Look through the records below for the line with "Target: stone embedded in soil" and the line with "x=397 y=218", then return those lines and all lines between, exactly.

Content starts

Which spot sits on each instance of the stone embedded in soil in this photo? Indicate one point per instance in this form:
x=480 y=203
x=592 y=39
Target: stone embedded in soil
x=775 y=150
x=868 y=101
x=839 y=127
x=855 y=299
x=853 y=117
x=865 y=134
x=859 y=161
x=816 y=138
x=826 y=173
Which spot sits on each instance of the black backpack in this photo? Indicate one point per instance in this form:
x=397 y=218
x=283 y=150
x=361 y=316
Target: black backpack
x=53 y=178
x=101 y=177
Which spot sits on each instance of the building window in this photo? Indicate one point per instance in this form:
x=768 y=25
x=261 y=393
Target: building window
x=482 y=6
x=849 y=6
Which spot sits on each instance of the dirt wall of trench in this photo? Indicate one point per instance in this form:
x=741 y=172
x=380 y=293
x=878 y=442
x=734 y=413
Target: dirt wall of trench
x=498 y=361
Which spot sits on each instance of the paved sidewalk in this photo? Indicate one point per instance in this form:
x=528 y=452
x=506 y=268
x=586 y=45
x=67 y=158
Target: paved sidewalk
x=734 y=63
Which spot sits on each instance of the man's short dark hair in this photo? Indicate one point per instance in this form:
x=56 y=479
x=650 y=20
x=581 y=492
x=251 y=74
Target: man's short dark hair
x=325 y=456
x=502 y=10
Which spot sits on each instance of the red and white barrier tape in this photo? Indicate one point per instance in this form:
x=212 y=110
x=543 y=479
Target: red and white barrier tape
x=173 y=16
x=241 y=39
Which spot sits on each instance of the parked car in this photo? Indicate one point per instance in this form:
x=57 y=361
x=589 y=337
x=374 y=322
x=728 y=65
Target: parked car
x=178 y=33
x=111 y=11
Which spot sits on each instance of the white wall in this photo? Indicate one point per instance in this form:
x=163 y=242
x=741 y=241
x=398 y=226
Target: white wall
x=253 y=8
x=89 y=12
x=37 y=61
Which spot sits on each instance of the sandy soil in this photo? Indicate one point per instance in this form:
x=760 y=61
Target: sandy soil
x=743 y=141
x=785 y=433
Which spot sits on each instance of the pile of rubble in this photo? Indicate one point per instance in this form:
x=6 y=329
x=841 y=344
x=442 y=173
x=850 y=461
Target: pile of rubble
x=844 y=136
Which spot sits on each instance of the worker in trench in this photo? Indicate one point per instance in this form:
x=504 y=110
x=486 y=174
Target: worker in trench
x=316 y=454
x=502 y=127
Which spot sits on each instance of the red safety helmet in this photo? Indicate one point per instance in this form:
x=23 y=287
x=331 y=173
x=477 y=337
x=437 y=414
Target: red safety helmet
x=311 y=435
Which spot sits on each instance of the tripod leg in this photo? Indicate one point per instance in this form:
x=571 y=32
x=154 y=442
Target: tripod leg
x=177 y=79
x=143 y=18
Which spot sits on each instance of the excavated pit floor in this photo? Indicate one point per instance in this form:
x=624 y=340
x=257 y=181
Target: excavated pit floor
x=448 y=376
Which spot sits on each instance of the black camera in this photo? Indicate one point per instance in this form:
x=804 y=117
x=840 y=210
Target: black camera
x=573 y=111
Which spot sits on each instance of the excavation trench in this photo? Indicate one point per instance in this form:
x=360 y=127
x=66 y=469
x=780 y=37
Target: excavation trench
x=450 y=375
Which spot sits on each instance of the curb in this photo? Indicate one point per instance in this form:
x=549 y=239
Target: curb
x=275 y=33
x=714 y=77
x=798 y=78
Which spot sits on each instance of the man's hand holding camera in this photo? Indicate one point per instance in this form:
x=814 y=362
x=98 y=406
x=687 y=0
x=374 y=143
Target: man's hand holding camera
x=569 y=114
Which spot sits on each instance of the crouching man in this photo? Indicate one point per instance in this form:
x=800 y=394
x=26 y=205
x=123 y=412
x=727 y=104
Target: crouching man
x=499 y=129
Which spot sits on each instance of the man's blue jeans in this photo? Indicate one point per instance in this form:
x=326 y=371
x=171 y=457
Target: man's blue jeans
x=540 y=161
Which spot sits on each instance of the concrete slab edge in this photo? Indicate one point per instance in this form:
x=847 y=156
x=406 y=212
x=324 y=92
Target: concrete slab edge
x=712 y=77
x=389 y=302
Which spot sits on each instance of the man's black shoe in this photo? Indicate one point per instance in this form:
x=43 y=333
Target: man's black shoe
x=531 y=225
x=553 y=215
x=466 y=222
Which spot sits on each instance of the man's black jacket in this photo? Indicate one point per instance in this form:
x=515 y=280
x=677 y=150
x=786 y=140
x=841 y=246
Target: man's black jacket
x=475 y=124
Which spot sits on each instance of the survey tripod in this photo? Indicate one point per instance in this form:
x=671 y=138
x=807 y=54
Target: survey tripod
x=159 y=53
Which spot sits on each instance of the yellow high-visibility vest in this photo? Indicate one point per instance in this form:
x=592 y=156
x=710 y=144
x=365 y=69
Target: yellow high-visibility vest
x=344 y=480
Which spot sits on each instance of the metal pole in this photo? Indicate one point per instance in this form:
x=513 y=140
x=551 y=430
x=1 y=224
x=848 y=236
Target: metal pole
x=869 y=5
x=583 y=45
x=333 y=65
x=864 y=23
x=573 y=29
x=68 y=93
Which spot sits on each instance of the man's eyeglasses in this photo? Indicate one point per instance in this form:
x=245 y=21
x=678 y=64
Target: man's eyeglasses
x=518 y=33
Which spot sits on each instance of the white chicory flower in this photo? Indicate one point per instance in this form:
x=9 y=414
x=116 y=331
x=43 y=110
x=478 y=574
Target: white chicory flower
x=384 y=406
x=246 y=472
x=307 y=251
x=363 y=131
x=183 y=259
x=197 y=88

Content ends

Solution to this exercise
Target: stone embedded in soil
x=775 y=150
x=868 y=101
x=839 y=127
x=855 y=299
x=853 y=117
x=865 y=134
x=859 y=161
x=816 y=138
x=826 y=173
Which spot sits on each instance of the black backpack in this photo? Indicate one point per instance in this form:
x=397 y=218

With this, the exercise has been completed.